**REQUIREMENTS:** Update the records below by replacing "hole_handling" with "hole_mode" wherever it appears, keeping every other character the same.

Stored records
╔══
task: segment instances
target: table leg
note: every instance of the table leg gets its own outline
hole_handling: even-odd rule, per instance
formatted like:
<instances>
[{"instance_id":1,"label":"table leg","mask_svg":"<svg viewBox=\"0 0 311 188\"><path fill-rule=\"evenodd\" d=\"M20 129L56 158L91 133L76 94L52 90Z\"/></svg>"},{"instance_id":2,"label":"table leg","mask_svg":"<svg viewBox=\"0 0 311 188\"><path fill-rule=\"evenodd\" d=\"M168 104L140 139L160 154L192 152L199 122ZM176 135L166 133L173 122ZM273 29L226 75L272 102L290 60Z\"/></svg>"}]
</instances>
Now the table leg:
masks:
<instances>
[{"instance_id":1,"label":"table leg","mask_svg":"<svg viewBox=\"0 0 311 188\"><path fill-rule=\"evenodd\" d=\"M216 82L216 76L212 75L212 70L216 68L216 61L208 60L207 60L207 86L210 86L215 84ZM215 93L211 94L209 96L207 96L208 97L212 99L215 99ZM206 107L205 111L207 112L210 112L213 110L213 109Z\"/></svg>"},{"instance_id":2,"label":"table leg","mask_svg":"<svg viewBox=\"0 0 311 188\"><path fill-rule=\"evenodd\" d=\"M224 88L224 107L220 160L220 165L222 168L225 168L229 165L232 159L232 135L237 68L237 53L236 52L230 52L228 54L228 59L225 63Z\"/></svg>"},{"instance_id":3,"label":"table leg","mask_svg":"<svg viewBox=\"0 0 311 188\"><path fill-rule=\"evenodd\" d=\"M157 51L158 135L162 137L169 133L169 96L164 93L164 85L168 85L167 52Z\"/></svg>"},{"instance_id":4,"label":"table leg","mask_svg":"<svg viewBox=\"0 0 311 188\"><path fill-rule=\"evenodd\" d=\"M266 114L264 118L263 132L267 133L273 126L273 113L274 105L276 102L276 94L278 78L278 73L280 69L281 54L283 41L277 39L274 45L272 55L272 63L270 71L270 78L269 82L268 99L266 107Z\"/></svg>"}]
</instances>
╚══
**EXPECTED ANSWER:**
task: segment instances
target: table leg
note: every instance of the table leg gets its own outline
hole_mode: even-odd rule, per instance
formatted like:
<instances>
[{"instance_id":1,"label":"table leg","mask_svg":"<svg viewBox=\"0 0 311 188\"><path fill-rule=\"evenodd\" d=\"M20 129L56 158L91 133L76 94L52 90Z\"/></svg>"},{"instance_id":2,"label":"table leg","mask_svg":"<svg viewBox=\"0 0 311 188\"><path fill-rule=\"evenodd\" d=\"M168 104L140 139L160 154L192 152L199 122ZM176 135L166 133L173 122ZM273 29L226 75L272 102L290 60Z\"/></svg>"}]
</instances>
Now the table leg:
masks:
<instances>
[{"instance_id":1,"label":"table leg","mask_svg":"<svg viewBox=\"0 0 311 188\"><path fill-rule=\"evenodd\" d=\"M216 82L216 76L212 75L212 70L216 68L216 61L208 60L207 60L207 86L210 86L215 84ZM215 93L211 94L209 96L207 96L208 97L212 99L215 99ZM206 107L205 111L207 112L210 112L213 110L213 109Z\"/></svg>"},{"instance_id":2,"label":"table leg","mask_svg":"<svg viewBox=\"0 0 311 188\"><path fill-rule=\"evenodd\" d=\"M224 88L224 107L220 160L220 165L222 168L225 168L229 165L232 159L232 135L237 68L237 53L236 52L230 52L228 54L228 59L225 63Z\"/></svg>"},{"instance_id":3,"label":"table leg","mask_svg":"<svg viewBox=\"0 0 311 188\"><path fill-rule=\"evenodd\" d=\"M157 51L158 135L162 137L169 133L169 96L164 93L164 85L168 85L167 52Z\"/></svg>"},{"instance_id":4,"label":"table leg","mask_svg":"<svg viewBox=\"0 0 311 188\"><path fill-rule=\"evenodd\" d=\"M266 114L264 118L263 132L267 133L273 126L273 113L274 105L276 102L276 94L278 78L278 73L280 69L281 54L283 41L277 39L274 45L272 55L272 63L270 71L270 78L269 82L268 99L266 107Z\"/></svg>"}]
</instances>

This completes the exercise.